# PROVIDED RECORDS:
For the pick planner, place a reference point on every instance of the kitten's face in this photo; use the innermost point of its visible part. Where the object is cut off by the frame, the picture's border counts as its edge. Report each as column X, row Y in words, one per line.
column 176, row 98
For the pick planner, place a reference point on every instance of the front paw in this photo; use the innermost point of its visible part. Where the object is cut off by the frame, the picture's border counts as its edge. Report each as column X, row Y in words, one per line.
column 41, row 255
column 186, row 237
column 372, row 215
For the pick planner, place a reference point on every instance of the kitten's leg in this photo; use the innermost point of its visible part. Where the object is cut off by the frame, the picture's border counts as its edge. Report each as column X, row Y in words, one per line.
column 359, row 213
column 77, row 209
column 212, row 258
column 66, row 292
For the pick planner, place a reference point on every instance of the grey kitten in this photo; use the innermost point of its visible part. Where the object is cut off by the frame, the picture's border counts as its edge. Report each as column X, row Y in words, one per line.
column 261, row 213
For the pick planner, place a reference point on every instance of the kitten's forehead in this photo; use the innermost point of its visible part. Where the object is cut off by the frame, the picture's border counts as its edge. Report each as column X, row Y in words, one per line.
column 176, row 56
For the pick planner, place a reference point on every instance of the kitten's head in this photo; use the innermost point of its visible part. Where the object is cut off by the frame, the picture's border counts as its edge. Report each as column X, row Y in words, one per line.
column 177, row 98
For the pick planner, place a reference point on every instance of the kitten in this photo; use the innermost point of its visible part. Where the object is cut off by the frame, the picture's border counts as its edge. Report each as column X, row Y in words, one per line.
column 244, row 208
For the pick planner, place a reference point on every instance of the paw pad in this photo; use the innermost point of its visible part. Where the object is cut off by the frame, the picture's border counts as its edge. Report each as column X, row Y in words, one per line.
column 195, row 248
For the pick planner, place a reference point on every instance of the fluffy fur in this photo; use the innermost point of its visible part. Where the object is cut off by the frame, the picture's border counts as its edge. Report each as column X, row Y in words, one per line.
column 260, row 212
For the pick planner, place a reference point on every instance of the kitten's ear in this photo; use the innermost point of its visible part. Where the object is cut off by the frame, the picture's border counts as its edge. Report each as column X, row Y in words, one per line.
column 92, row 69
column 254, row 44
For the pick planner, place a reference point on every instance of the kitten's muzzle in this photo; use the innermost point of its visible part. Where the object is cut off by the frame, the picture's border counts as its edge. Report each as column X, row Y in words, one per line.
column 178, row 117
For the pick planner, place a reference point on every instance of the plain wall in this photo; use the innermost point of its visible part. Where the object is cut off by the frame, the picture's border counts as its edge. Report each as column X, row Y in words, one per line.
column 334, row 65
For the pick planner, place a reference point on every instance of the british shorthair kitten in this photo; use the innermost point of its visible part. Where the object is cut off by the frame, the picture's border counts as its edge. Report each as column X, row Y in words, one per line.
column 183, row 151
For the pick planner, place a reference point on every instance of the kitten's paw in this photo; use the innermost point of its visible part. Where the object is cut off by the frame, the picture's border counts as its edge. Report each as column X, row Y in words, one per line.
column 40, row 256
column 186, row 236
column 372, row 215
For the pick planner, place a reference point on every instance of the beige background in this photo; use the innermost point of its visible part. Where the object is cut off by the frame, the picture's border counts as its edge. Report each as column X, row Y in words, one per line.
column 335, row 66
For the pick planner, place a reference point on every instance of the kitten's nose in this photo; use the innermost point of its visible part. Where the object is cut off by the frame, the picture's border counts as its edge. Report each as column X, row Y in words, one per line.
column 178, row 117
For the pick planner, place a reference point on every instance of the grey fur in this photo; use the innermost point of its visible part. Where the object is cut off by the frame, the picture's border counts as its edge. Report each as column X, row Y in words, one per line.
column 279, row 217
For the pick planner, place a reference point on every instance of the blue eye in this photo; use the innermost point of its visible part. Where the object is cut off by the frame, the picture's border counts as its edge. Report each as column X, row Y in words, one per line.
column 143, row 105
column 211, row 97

# TO BE DONE:
Reproduce the records above word for word, from their first line through the line that contains "column 177, row 98", with both ends included.

# ANSWER FOR THIS EXERCISE:
For the pick planner, place a reference point on every instance of the kitten's face in this photo; use the innermost point of its visible part. Where the object is cut off by the frame, the picture's border counts as its edge. Report each as column X, row Y in words, one per line.
column 176, row 98
For the pick planner, place a reference point on every instance of the front paw in this photo; use the innermost point of its visible part. Where the object is cut off by the frame, the picture's border counts as its edge. Report each as column X, row Y in words, one per line.
column 41, row 255
column 186, row 237
column 372, row 215
For the pick planner, place a reference point on every instance of the kitten's leg in this photo; use the innermost point of its visible part. Where the object is cut off by the frame, the picture's border counts as its edge. Report each as column X, row Y in words, one per line.
column 359, row 213
column 77, row 209
column 212, row 258
column 66, row 292
For the pick planner, place a reference point on every instance of the grey kitten in this photo; use the innermost point of its visible part. Where the object is cut off by the frame, the picture's border counts as its edge. Report each as column X, row Y in words, one per line.
column 261, row 213
For the pick planner, place a reference point on every instance of the kitten's forehead in this photo; use the innermost point of its visible part. Where the object is cut off by the frame, the picture's border counts as its edge. Report each as column X, row Y in words, one per line.
column 176, row 56
For the pick planner, place a reference point on every instance of the kitten's head in this photo; use the innermost point of its visible part. Where the object is cut off by the frame, the picture's border counts as its edge. Report each as column X, row Y in words, one per line.
column 177, row 98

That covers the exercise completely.